* **SET EXERCISE 1**: Identify each line in the rows below that holds the word "water", and copy all of those lines.

Assuming nothing in the bank addendum changed the basic timelines set out in the Arizona Association of REALTORS Residential Real Estate Purchase Contract, here’s where you go from here (and if you used a cocktail napkin for your contract then you’re on your own.):

1) FINANCING. If you’re financing your purchase, you’ll have five days to formally apply for your loan. This also is the time when you need to get any and all additional documentation requested to the lender all so your mortgage officer can order the …

2) APPRAISAL. This one almost always comes out of pocket and payment’s due at the time of the appraisal. Costs vary but you’re looking at somewhere around $150. The appraisal is ordered by your lender in the name of your lender so if for some reason you decide to switch lenders midstream you’ll need to do this again. In short, the appraisal is an opinion of the home’s value. Your loan will be for the lesser of contract sales price or appraised value so if the house doesn’t appraise, you’ve got some decisions to make.

3) INSPECTIONS. You’ll have 10 days to complete all of your inspections and due diligence. This is the time to hire a professional home inspector to check the home. These inspectors are generalists so it’s possible (if unlikely) that you’ll need additional specialists to determine the state of certain systems. You’ll also want to get a termite inspection to see if which group your home falls into - those houses with termites and those that will get them someday. Welcome to Arizona.

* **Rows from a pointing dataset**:
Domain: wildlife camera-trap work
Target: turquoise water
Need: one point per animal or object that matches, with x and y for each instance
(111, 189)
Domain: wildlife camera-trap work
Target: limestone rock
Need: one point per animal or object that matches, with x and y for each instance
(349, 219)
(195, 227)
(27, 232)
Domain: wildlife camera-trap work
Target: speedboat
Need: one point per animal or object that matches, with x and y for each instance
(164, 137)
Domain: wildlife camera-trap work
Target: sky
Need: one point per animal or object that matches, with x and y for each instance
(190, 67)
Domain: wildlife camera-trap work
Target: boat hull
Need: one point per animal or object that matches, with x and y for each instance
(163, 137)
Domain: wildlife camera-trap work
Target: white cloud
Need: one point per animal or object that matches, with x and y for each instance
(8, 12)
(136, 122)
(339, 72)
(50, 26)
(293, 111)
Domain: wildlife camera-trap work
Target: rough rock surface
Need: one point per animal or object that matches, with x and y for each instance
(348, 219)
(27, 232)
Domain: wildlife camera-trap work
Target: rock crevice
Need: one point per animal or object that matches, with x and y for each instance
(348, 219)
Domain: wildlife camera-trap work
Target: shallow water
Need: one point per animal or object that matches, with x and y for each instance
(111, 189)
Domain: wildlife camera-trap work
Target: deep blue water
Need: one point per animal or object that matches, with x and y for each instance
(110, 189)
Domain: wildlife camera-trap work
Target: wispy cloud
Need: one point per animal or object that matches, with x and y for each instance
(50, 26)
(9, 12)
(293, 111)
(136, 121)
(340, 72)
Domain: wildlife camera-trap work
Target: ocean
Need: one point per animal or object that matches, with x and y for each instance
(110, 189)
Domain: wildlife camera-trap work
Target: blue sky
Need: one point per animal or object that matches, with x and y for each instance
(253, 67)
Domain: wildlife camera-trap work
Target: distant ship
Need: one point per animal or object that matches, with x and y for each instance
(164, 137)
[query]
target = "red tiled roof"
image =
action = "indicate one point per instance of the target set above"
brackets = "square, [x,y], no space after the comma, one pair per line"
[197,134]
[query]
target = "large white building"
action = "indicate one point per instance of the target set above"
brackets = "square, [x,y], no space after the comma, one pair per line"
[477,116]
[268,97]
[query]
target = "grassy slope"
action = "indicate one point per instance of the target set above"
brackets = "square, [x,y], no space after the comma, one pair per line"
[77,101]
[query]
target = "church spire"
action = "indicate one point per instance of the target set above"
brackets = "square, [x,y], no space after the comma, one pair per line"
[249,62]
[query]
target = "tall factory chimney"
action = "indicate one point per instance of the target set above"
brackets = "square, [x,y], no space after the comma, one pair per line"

* **SET EXERCISE 2**: Set down the part of the home-buying passage above that begins at the words "3) INSPECTIONS. You’ll" and stops after "Welcome to Arizona.", copying it word for word.

* **WRITTEN REPLY 1**:
Target: turquoise water
Target: shallow water
Target: deep blue water

* **WRITTEN REPLY 2**:
3) INSPECTIONS. You’ll have 10 days to complete all of your inspections and due diligence. This is the time to hire a professional home inspector to check the home. These inspectors are generalists so it’s possible (if unlikely) that you’ll need additional specialists to determine the state of certain systems. You’ll also want to get a termite inspection to see if which group your home falls into - those houses with termites and those that will get them someday. Welcome to Arizona.